::: Estratto del testo

Per primi, i numeri: affluenza totale al 65,47%, sui livelli del referendum sul nucleare del 1987, segno dell’attesa che questa tornata ha saputo generare.
Ha vinto il no con il 59,11% contro il 40,89% di sì. 6 milioni esatti di voti di differenza, un abisso.
Il referendum confermativo si è reso necessario perché la riforma in questione era stata approvata con una maggioranza inferiore ai due terzi dei membri di ciascuna camera, e questo è stato il peccato originale che ne ha portato anche all’affossamento. Una profonda modifica della Costituzione non condivisa: difficile quindi passare attraverso le forche caudine delle urne con un prodotto elaborato da una sola parte politica.
Il senatore di Forza Italia Lucio Malan, valdese, non nasconde la soddisfazione per il risultato: «Oggi provo una grande contentezza perché gli italiani, nonostante il martellamento mediatico schiacciante a favore del sì e la presa di posizione dei notabili italiani e stranieri, dal presidente degli Stati Uniti a quello dell'Unione europea, hanno votato con la propria testa e hanno deciso che è meglio avere più sovranità popolare. Un grande successo per la democrazia e anche una grossa responsabilità per chi ha sostenuto questa battaglia. Le aspettative adesso sono forti e non dobbiamo deludere chi ha votato no».
Sul motivo della vittoria del no, Malan non ha dubbi: «Non è stata una questione di parte: gli italiani sono andati in massa alle urne, con un'affluenza che non si era vista né per le elezioni amministrative né per le europee, per ribadire che al di là degli schieramenti, vogliono decidere del proprio futuro. Sono andati a votare per una questione che poteva sembrare astratta ma che invece è stata percepita come importante: e questo riflettere sul senso della democrazia è un merito che bisogna riconoscere a Renzi. Speriamo che ora non perdano l'abitudine e che le forze politiche rispondano con proposte valide».
«Non è stata una sconfitta del sì, come ha detto qualcuno cercando di ridimensionare il risultato – ha concluso il senatore Malan – mentre un eventuale successo del sì sarebbe stato da attribuire al premier, la vittoria del no non si può attribuire a un leader politico, visto lo schieramento eterogeneo che aveva alle spalle. La gente ha votato al di là delle indicazioni di partito: la vittoria del no è una vittoria di popolo».
Anche dal fronte del no opposto viene valutata con favore l’alta partecipazione popolare: «dato estremamente positivo» commenta a caldo l’onorevole Luigi Laquaniti, valdese, membro del Partito Democratico: « Coloro che volevano conservare l’esistente hanno prevalso sui tanti di noi che proponevamo di adeguare e migliorare una parte della Costituzione italiana. Ne prendiamo atto. Il voto popolare in democrazia non si discute, si accetta».

::::::
::: Contenuto dell'elenco

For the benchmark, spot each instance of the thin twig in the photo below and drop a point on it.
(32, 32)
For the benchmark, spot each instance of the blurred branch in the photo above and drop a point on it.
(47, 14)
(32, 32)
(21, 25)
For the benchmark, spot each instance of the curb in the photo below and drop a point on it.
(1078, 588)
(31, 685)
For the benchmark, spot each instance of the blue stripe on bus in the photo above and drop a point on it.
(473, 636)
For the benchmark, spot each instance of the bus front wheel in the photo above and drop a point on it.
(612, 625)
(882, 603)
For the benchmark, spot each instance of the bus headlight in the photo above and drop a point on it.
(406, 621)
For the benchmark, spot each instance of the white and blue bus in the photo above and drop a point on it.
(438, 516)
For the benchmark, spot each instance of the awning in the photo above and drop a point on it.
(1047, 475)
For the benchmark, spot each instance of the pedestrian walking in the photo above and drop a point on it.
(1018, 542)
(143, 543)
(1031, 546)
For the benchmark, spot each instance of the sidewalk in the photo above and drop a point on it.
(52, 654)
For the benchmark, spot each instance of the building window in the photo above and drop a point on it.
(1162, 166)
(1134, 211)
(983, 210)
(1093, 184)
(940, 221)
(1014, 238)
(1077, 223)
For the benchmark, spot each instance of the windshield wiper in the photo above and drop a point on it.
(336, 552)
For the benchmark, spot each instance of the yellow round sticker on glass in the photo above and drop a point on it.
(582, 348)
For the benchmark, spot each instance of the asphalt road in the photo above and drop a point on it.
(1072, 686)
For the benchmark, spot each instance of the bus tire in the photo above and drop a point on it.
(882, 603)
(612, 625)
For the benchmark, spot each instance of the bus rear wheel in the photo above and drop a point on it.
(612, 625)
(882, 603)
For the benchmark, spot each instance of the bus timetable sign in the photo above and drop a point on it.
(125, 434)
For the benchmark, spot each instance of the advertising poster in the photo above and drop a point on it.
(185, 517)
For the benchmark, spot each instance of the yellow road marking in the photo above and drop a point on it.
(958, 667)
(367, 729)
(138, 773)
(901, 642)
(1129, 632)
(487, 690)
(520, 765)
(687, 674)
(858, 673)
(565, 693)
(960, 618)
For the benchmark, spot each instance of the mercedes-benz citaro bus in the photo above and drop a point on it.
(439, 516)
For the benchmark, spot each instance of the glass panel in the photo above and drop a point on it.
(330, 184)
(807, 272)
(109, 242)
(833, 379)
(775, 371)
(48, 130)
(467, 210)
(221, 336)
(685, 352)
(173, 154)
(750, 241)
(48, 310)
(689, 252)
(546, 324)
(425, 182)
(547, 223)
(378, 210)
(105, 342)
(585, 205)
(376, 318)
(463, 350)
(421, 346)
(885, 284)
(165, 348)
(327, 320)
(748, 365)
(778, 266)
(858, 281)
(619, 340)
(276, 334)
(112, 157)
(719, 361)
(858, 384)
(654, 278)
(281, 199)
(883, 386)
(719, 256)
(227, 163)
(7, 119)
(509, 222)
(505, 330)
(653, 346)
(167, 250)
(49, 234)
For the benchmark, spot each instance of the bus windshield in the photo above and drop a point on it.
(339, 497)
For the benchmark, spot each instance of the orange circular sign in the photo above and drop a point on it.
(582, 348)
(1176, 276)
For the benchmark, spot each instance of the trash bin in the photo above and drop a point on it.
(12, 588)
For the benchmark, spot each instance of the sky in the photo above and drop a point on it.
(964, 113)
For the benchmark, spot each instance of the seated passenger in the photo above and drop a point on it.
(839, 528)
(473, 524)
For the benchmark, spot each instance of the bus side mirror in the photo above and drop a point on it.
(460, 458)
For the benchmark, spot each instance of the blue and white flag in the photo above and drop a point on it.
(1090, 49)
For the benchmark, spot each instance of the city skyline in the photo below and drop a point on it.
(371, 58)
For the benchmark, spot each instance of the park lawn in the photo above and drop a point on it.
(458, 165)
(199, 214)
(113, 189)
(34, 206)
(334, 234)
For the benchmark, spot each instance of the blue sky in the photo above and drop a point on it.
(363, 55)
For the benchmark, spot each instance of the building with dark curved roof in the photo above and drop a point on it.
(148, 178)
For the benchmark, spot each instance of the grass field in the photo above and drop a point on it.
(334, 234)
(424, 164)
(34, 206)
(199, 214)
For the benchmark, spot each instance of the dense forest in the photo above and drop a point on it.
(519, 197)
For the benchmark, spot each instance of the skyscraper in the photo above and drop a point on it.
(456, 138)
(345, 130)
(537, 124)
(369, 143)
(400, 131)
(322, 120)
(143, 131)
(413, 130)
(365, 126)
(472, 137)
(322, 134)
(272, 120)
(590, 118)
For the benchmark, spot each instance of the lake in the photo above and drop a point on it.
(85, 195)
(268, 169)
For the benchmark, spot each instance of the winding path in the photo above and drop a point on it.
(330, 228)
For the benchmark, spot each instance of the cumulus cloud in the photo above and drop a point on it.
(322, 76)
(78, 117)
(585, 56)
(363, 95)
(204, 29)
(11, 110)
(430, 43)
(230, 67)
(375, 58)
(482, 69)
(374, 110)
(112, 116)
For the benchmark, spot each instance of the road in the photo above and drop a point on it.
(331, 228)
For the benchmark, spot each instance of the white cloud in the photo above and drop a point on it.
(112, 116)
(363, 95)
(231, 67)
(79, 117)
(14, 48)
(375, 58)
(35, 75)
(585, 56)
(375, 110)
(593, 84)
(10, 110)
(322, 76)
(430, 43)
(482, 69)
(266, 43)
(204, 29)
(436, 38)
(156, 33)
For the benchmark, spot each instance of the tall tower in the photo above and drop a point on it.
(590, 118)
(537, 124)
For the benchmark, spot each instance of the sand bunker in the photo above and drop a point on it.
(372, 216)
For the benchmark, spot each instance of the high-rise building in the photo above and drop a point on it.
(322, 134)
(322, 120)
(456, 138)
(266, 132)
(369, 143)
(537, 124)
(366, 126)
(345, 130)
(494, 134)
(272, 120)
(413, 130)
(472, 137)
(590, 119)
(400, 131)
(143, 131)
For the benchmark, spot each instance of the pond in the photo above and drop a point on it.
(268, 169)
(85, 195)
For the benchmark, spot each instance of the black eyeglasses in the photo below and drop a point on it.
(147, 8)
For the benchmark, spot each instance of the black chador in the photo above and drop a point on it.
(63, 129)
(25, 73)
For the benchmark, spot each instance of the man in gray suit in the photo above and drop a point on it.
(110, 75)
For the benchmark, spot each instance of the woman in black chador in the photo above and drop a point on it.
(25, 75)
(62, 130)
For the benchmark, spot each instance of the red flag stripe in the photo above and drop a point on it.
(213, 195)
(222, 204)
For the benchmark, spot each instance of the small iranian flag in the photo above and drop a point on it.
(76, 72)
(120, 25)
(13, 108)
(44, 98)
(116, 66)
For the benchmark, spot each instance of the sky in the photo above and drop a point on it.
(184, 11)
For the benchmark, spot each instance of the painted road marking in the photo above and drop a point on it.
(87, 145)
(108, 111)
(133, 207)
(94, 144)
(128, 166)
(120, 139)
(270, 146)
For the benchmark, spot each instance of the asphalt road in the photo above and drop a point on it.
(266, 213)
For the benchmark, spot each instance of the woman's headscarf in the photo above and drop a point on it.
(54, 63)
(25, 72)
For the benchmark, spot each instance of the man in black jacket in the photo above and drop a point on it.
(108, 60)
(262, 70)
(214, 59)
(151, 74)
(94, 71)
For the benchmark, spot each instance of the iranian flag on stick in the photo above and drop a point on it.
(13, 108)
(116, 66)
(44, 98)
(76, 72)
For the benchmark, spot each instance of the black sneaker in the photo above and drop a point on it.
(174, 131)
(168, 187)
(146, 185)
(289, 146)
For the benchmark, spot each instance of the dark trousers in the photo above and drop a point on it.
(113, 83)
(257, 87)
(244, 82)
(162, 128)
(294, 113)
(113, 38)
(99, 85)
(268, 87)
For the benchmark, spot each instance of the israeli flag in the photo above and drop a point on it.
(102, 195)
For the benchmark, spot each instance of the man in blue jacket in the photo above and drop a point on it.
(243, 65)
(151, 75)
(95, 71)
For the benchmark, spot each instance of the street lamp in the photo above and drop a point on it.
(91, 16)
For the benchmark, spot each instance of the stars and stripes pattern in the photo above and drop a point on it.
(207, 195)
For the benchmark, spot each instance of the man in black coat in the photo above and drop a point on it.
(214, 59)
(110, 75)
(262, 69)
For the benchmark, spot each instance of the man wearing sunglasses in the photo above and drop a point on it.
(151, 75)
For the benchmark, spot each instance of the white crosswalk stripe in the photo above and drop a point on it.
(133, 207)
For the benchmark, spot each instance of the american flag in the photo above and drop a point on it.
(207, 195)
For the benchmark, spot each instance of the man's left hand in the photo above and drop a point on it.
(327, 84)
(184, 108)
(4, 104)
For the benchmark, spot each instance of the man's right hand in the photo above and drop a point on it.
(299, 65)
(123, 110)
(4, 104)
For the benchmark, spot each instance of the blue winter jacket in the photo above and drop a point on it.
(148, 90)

::::::

• _Compito 1_
Riscrivi il testo sul referendum da "Ha vinto il" a "sola parte politica.", sostituendo "riforma" con "legge".
• _Compito 2_
Nel testo sul referendum, con quale percentuale di voti ha vinto il no?

• _Risposta 1_
Ha vinto il no con il 59,11% contro il 40,89% di sì. 6 milioni esatti di voti di differenza, un abisso.
Il referendum confermativo si è reso necessario perché la legge in questione era stata approvata con una maggioranza inferiore ai due terzi dei membri di ciascuna camera, e questo è stato il peccato originale che ne ha portato anche all’affossamento. Una profonda modifica della Costituzione non condivisa: difficile quindi passare attraverso le forche caudine delle urne con un prodotto elaborato da una sola parte politica.

• _Risposta 2_
Con il 59,11%.